_What needs to be done_
Every line of the data should be retyped with no difference from the original.

_Record excerpts_

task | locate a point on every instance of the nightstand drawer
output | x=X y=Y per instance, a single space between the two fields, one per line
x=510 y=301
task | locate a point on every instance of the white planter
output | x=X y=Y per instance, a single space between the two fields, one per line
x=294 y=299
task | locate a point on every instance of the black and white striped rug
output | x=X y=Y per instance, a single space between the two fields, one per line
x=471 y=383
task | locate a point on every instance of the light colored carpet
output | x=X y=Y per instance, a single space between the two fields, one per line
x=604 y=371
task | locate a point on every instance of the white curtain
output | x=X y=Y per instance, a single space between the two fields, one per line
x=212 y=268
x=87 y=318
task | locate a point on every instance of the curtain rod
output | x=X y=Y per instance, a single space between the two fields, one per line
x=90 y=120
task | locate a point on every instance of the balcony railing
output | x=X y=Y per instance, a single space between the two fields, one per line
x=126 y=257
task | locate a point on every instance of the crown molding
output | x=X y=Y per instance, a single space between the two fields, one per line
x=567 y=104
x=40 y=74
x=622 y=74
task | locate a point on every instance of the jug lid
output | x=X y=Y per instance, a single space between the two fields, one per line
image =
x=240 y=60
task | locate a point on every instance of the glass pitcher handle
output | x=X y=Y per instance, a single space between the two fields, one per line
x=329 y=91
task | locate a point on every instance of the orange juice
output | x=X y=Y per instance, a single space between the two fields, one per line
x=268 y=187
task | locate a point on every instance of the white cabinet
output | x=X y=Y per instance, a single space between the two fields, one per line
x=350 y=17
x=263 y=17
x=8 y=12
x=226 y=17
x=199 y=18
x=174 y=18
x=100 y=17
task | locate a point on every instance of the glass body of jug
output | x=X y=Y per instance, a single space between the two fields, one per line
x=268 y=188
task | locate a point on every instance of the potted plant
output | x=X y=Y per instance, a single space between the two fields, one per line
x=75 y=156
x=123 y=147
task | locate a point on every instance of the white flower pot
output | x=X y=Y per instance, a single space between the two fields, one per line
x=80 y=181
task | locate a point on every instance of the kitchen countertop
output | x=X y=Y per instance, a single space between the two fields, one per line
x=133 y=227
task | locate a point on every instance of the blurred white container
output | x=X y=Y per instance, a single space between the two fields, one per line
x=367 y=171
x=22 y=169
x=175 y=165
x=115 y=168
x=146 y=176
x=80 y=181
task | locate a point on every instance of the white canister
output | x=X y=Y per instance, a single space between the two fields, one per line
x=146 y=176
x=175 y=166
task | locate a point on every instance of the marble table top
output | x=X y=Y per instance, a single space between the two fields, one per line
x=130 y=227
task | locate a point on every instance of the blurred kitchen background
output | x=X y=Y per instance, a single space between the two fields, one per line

_Your response_
task | locate a point on every instance of the nightstand drawer
output | x=X y=Y per instance, a single space between the two fields, one per line
x=510 y=301
task | locate a point on every instance of the white planter
output | x=X y=Y per instance, a single space between the two fields, one per line
x=294 y=299
task | locate a point on every instance of the black and white striped rug
output | x=X y=Y per instance, a single space between the two fields, one per line
x=471 y=383
task | locate a point on every instance of the light colored carpet
output | x=X y=Y per instance, a single space between the two fields, one per line
x=604 y=371
task | locate a point on every instance of the white curtain
output | x=X y=Y per instance, a single space between the two fields, one per line
x=212 y=268
x=87 y=318
task | locate a point on every instance of the curtain rod
output | x=X y=Y per instance, a single space between the two fields, one per line
x=90 y=120
task | locate a point on every instance of the balcony railing
output | x=X y=Y per instance, a single space between the two fields, one per line
x=126 y=257
task | locate a point on every instance of the crown molding
output | x=X y=Y per instance, a single space between the two fields, one per line
x=567 y=104
x=40 y=74
x=622 y=74
task | locate a point on every instance of the jug lid
output | x=X y=Y per instance, a single space between the two fields, one per line
image =
x=240 y=60
task | locate a point on every instance of the glass pitcher handle
output | x=X y=Y per instance, a single space between the two fields, one per line
x=329 y=91
task | locate a point on every instance of the orange juice
output | x=X y=Y per instance, a single space between the two fields, one per line
x=268 y=187
task | locate a point on every instance of the white cabinet
output | x=X y=Y per instance, a single space between the two fields, one per line
x=350 y=17
x=263 y=17
x=8 y=12
x=226 y=17
x=199 y=18
x=174 y=18
x=100 y=17
task | locate a point on every instance of the glass body of jug
output | x=X y=Y per instance, a single space between the two fields, one per line
x=268 y=188
task | locate a point on every instance of the potted plant
output | x=X y=Y per instance, a single space between the two fields, one per line
x=75 y=156
x=123 y=147
task | locate a point on every instance of the white flower pot
output | x=X y=Y per instance, a single space between the two fields, one per line
x=80 y=181
task | locate a point on every instance of the kitchen countertop
output | x=X y=Y per instance, a single space between the two fields, one per line
x=133 y=227
task | locate a point on every instance of the blurred white container
output | x=X y=Y per instance, a single space between the two fields, one per line
x=367 y=171
x=22 y=169
x=175 y=165
x=115 y=168
x=146 y=176
x=80 y=181
task | locate a point on every instance of the white canister
output | x=X y=Y per instance, a single space between the two fields, one per line
x=146 y=176
x=175 y=166
task | locate a point on every instance of the marble table top
output | x=X y=Y per instance, a single space between the two fields, one per line
x=130 y=227
task | locate a point on every instance of the blurred kitchen background
output | x=X y=Y per instance, a single space between the two fields, one per line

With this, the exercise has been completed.